| Task brief |
Can you write out the rows below again with each "evenodd" swapped for "nonzero" and everything else unchanged? Leave the pictures out.

| The input |
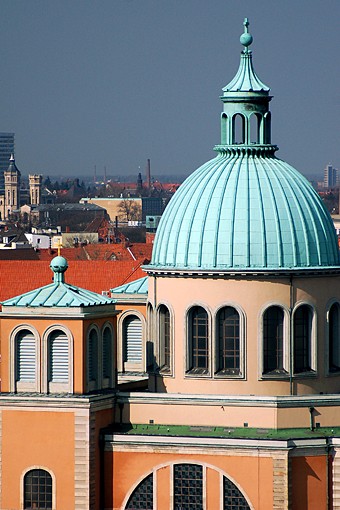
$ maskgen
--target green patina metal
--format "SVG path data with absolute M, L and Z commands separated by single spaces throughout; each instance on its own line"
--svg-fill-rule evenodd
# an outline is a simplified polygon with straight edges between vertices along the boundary
M 189 425 L 134 424 L 117 425 L 114 432 L 127 435 L 170 436 L 170 437 L 214 437 L 231 439 L 317 439 L 340 437 L 339 427 L 290 429 L 259 429 L 248 427 L 209 427 Z
M 54 273 L 53 283 L 7 299 L 3 301 L 2 305 L 5 307 L 72 308 L 112 305 L 115 303 L 115 300 L 111 298 L 66 283 L 65 271 L 68 268 L 68 264 L 64 257 L 54 257 L 50 268 Z
M 223 89 L 217 157 L 181 185 L 160 221 L 150 269 L 339 267 L 332 219 L 308 181 L 275 157 L 269 88 L 257 77 L 248 20 L 235 78 Z
M 147 294 L 148 293 L 148 277 L 144 276 L 134 282 L 125 283 L 114 289 L 111 289 L 113 294 Z

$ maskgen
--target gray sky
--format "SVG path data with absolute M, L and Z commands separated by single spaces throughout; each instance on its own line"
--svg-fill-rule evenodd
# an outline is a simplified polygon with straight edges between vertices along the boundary
M 214 157 L 245 16 L 277 155 L 339 154 L 340 0 L 1 0 L 0 131 L 24 172 L 183 175 Z

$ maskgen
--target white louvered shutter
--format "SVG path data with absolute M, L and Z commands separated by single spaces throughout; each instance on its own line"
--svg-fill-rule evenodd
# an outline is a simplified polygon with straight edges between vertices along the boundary
M 125 319 L 125 361 L 142 362 L 142 322 L 136 316 Z
M 17 337 L 17 381 L 34 382 L 36 371 L 35 337 L 22 331 Z
M 50 381 L 68 382 L 69 352 L 68 338 L 62 331 L 53 332 L 50 336 Z
M 89 381 L 97 380 L 97 367 L 98 367 L 98 335 L 93 329 L 89 336 L 88 341 L 88 372 Z
M 109 328 L 105 328 L 103 334 L 103 377 L 111 377 L 111 345 L 112 335 Z

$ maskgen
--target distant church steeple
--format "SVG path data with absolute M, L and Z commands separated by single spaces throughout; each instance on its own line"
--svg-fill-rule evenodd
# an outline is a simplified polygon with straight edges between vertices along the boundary
M 5 219 L 10 219 L 14 211 L 20 207 L 20 177 L 13 154 L 9 159 L 9 167 L 4 171 L 5 179 Z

| Exercise solution |
$ maskgen
--target green patina metal
--format "SVG path data with absolute M, L and Z commands separated by single spaces throughout; each instance on its own line"
--svg-fill-rule nonzero
# an outline is a simplified polygon with straight edges between vertices along the boundary
M 189 425 L 134 424 L 117 425 L 114 432 L 127 435 L 170 436 L 170 437 L 214 437 L 231 439 L 317 439 L 340 437 L 339 427 L 290 429 L 259 429 L 248 427 L 209 427 Z
M 54 273 L 53 283 L 7 299 L 3 301 L 2 305 L 5 307 L 72 308 L 112 305 L 115 303 L 115 300 L 111 298 L 66 283 L 65 271 L 68 268 L 68 264 L 64 257 L 54 257 L 50 268 Z
M 223 89 L 217 157 L 181 185 L 160 221 L 150 269 L 339 267 L 332 219 L 308 181 L 275 157 L 269 88 L 257 77 L 248 20 L 235 78 Z
M 147 294 L 148 293 L 148 277 L 144 276 L 134 282 L 125 283 L 114 289 L 111 289 L 113 294 Z

$ maskgen
--target gray sky
--format "SVG path data with absolute M, L and Z commands separated by single spaces throughout; each instance on its own line"
--svg-fill-rule nonzero
# an outline is a simplified polygon with straight edges between vertices along the boundary
M 214 157 L 245 16 L 277 155 L 339 154 L 340 0 L 1 0 L 0 131 L 24 172 L 183 175 Z

$ maskgen
--target white louvered shutter
--format "SVG path data with absolute M, L and Z commands separated by single spaces throughout; each instance on its own line"
--svg-fill-rule nonzero
# an outline is a simplified polygon with straight edges between vertices along the boundary
M 125 319 L 125 361 L 142 362 L 142 322 L 136 316 Z
M 17 337 L 17 381 L 34 382 L 36 371 L 35 337 L 22 331 Z
M 50 381 L 68 382 L 69 352 L 68 338 L 62 331 L 53 332 L 50 336 Z
M 89 381 L 97 380 L 97 367 L 98 367 L 98 335 L 93 329 L 89 336 L 88 341 L 88 372 Z
M 109 328 L 105 328 L 103 334 L 103 377 L 111 377 L 111 345 L 112 335 Z

$ maskgen
--target distant church steeple
--format "SVG path data with absolute M, L and Z commands separated by single spaces throughout; each instance on its own line"
--svg-fill-rule nonzero
# an outline is a simplified polygon with straight edges between vertices along the boundary
M 5 219 L 10 219 L 14 211 L 20 207 L 20 177 L 13 154 L 9 159 L 9 167 L 4 171 L 5 179 Z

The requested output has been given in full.